_YOUR OBJECTIVE_
Rewrite all the entries below as a numbered list of lines, dropping the blank lines and leaving out the pictures.

>>>>

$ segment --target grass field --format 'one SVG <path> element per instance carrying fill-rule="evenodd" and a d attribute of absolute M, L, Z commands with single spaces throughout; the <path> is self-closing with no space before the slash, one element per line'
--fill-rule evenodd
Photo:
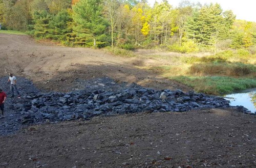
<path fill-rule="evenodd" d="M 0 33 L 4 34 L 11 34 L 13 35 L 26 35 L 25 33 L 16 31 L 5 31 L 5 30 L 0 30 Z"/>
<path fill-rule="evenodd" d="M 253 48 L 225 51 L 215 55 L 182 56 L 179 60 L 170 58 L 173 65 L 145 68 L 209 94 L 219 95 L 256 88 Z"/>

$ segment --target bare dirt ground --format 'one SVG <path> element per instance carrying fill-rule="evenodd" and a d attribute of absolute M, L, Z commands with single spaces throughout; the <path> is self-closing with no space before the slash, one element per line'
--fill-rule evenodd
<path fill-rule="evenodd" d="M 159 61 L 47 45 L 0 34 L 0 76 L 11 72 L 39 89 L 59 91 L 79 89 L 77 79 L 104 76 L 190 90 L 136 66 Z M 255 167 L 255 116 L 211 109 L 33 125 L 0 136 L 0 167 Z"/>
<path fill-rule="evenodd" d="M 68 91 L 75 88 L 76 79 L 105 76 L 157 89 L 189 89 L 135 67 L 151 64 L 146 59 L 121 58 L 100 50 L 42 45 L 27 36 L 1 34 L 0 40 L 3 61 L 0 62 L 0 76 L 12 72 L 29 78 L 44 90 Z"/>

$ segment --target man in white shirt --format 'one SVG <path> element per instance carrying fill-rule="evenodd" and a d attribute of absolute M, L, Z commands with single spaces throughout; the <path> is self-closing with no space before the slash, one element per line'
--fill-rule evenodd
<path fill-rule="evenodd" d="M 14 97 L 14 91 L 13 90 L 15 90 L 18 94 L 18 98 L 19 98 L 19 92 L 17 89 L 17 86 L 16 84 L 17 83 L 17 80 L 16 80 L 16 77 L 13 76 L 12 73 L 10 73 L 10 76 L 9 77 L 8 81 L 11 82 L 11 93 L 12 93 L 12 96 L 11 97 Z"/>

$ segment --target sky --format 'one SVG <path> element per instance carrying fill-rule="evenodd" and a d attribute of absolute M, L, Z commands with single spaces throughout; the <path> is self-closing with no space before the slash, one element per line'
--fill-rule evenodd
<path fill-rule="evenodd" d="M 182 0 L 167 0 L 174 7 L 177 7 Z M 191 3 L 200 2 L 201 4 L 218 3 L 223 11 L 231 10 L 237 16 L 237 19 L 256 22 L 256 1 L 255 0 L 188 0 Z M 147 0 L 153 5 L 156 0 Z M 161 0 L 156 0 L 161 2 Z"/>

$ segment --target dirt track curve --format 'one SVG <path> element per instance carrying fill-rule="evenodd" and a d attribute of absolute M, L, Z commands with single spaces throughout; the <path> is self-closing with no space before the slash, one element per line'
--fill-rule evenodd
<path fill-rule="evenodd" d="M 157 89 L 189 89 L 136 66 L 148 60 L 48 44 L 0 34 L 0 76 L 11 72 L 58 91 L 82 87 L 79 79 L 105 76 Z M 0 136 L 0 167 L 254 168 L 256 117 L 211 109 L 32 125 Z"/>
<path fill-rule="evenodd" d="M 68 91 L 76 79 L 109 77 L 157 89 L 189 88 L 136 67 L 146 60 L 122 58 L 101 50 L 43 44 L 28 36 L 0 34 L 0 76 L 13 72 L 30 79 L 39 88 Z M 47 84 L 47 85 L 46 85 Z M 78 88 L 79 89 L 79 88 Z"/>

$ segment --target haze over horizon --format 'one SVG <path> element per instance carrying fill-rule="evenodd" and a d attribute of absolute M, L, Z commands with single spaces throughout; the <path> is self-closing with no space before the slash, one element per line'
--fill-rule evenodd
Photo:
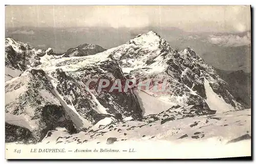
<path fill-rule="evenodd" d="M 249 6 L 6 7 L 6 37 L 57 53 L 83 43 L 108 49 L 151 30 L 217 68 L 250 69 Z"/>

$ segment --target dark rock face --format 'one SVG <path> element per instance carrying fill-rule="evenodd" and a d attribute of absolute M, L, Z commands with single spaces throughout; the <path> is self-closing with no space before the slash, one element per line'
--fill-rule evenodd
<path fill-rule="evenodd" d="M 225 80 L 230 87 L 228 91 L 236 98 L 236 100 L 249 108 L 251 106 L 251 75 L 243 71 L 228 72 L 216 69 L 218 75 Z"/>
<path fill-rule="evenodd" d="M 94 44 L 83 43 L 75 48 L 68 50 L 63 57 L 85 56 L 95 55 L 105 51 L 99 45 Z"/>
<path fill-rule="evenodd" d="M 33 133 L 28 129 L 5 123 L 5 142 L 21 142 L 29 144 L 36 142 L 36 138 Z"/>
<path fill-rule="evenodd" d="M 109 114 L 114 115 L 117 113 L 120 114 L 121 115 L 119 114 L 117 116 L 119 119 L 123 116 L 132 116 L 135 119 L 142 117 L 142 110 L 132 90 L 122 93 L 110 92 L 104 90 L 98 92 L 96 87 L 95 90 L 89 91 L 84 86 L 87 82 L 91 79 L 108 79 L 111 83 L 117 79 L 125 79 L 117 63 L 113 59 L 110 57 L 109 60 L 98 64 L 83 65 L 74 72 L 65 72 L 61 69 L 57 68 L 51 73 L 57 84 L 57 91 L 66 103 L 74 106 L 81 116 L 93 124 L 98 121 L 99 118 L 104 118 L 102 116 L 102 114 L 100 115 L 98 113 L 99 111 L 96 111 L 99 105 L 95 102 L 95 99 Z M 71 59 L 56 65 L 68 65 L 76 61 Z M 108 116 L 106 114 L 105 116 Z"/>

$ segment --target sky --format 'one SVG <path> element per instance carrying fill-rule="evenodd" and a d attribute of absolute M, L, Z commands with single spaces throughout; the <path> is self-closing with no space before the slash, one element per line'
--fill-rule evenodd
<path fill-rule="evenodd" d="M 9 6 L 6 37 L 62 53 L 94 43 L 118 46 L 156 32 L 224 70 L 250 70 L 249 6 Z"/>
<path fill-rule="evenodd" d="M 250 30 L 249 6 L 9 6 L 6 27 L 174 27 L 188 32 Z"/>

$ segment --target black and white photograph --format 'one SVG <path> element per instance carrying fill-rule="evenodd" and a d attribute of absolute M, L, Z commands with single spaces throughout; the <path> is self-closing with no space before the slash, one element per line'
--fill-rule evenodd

<<<<

_WORKED SOLUTION_
1. $ segment --target grass field --format 'one SVG <path> element per instance carrying fill-rule="evenodd" and a d attribute of absolute M, L, Z commands with single spaces throughout; the <path> is self-closing with no space before the slash, one element per line'
2. --fill-rule evenodd
3. Photo:
4. <path fill-rule="evenodd" d="M 0 33 L 4 34 L 11 34 L 13 35 L 26 35 L 25 33 L 16 31 L 5 31 L 5 30 L 0 30 Z"/>
5. <path fill-rule="evenodd" d="M 253 48 L 225 51 L 215 55 L 182 56 L 179 60 L 170 58 L 173 65 L 145 68 L 209 94 L 219 95 L 256 88 Z"/>
6. $ segment --target bare dirt ground --format 'one SVG <path> element per instance carrying fill-rule="evenodd" and a d attribute of absolute M, L, Z commands with single spaces throughout; the <path> is self-closing with no space before the slash, one element per line'
7. --fill-rule evenodd
8. <path fill-rule="evenodd" d="M 159 61 L 47 45 L 0 34 L 0 76 L 11 72 L 39 89 L 59 91 L 79 89 L 77 79 L 104 76 L 190 90 L 136 66 Z M 255 167 L 255 116 L 211 109 L 33 125 L 0 136 L 0 167 Z"/>
9. <path fill-rule="evenodd" d="M 68 91 L 75 88 L 76 79 L 105 76 L 157 89 L 189 89 L 135 67 L 151 64 L 146 59 L 121 58 L 100 50 L 42 45 L 27 36 L 1 34 L 0 40 L 3 61 L 0 62 L 0 76 L 12 72 L 29 78 L 44 90 Z"/>
10. $ segment --target man in white shirt --format 'one SVG <path> element per instance carrying fill-rule="evenodd" and a d attribute of absolute M, L, Z commands with single spaces throughout; the <path> is self-closing with no space before the slash, one element per line'
11. --fill-rule evenodd
12. <path fill-rule="evenodd" d="M 14 97 L 14 91 L 13 90 L 15 90 L 18 94 L 18 98 L 19 98 L 19 92 L 17 89 L 17 86 L 16 84 L 17 83 L 17 80 L 16 80 L 16 77 L 13 76 L 12 73 L 10 73 L 10 76 L 9 77 L 8 81 L 11 82 L 11 93 L 12 93 L 12 96 L 11 97 Z"/>
13. $ segment --target sky --format 'one SVG <path> element per instance carrying fill-rule="evenodd" and a d attribute of absolute M, L, Z commands with single spaces throughout; the <path> is self-closing with no space before the slash, one element per line'
14. --fill-rule evenodd
15. <path fill-rule="evenodd" d="M 182 0 L 167 0 L 174 7 L 177 7 Z M 191 3 L 200 2 L 201 4 L 218 3 L 223 11 L 231 10 L 237 16 L 237 19 L 256 22 L 256 1 L 255 0 L 188 0 Z M 147 0 L 153 5 L 156 0 Z M 161 0 L 156 0 L 161 2 Z"/>
16. $ segment --target dirt track curve --format 'one SVG <path> element per instance carrying fill-rule="evenodd" and a d attribute of absolute M, L, Z commands with single spaces throughout; the <path> is self-closing with no space before the slash, one element per line'
17. --fill-rule evenodd
18. <path fill-rule="evenodd" d="M 157 89 L 189 89 L 136 66 L 148 60 L 48 44 L 0 34 L 0 76 L 11 72 L 58 91 L 82 87 L 79 79 L 105 76 Z M 0 136 L 0 167 L 254 168 L 256 117 L 211 109 L 32 125 Z"/>
19. <path fill-rule="evenodd" d="M 68 91 L 76 79 L 109 77 L 157 89 L 189 88 L 136 67 L 146 60 L 122 58 L 101 50 L 43 44 L 28 36 L 0 34 L 0 76 L 13 72 L 30 79 L 39 88 Z M 47 84 L 47 85 L 46 85 Z M 78 88 L 79 89 L 79 88 Z"/>
20. $ segment --target haze over horizon --format 'one SVG <path> element per instance carrying fill-rule="evenodd" and a d attribute of absolute M, L, Z commands with single spaces throughout; the <path> is self-closing with no space before the slash, one element per line'
21. --fill-rule evenodd
22. Photo:
23. <path fill-rule="evenodd" d="M 249 6 L 6 7 L 6 37 L 57 53 L 83 43 L 108 49 L 151 30 L 217 68 L 250 69 Z"/>
24. $ segment --target dark rock face --format 'one SVG <path> element per instance carrying fill-rule="evenodd" and a d attribute of absolute M, L, Z commands with single spaces throughout; the <path> is self-closing with no space before the slash, one element per line'
25. --fill-rule evenodd
26. <path fill-rule="evenodd" d="M 225 80 L 230 87 L 228 91 L 236 98 L 236 100 L 249 108 L 251 106 L 251 75 L 243 71 L 228 72 L 216 69 L 218 75 Z"/>
27. <path fill-rule="evenodd" d="M 94 44 L 83 43 L 75 48 L 68 50 L 63 57 L 85 56 L 95 55 L 105 51 L 99 45 Z"/>
28. <path fill-rule="evenodd" d="M 33 133 L 28 129 L 5 123 L 5 142 L 21 142 L 29 144 L 36 142 L 36 138 Z"/>
29. <path fill-rule="evenodd" d="M 109 114 L 114 115 L 117 113 L 120 114 L 121 115 L 119 114 L 117 116 L 119 119 L 123 116 L 132 116 L 135 119 L 142 117 L 142 110 L 132 90 L 122 93 L 110 92 L 104 90 L 98 92 L 96 87 L 95 90 L 89 91 L 84 86 L 87 82 L 91 79 L 108 79 L 111 83 L 117 79 L 125 79 L 117 63 L 113 59 L 110 57 L 109 60 L 98 64 L 83 65 L 74 72 L 65 72 L 61 69 L 57 68 L 51 73 L 57 84 L 57 91 L 66 103 L 74 106 L 81 116 L 93 124 L 98 121 L 99 118 L 104 118 L 102 116 L 102 114 L 100 115 L 98 113 L 99 111 L 96 111 L 99 105 L 95 102 L 95 99 Z M 71 59 L 56 65 L 68 65 L 76 61 Z M 108 116 L 106 114 L 105 116 Z"/>
30. $ segment --target sky --format 'one SVG <path> element per instance carrying fill-rule="evenodd" and a d attribute of absolute M, L, Z commands with single spaces throughout; the <path> is self-closing with no space before the slash, one element per line'
31. --fill-rule evenodd
32. <path fill-rule="evenodd" d="M 9 6 L 6 37 L 62 53 L 94 43 L 118 46 L 156 32 L 224 70 L 250 70 L 249 6 Z"/>
33. <path fill-rule="evenodd" d="M 250 30 L 249 6 L 9 6 L 6 27 L 174 27 L 188 32 Z"/>
34. $ segment --target black and white photograph --format 'one SVG <path> element per instance carrying fill-rule="evenodd" and a d attribute of absolute M, L, Z commands with single spaces throughout; the <path> is self-closing with no space before the slash, one element per line'
35. --fill-rule evenodd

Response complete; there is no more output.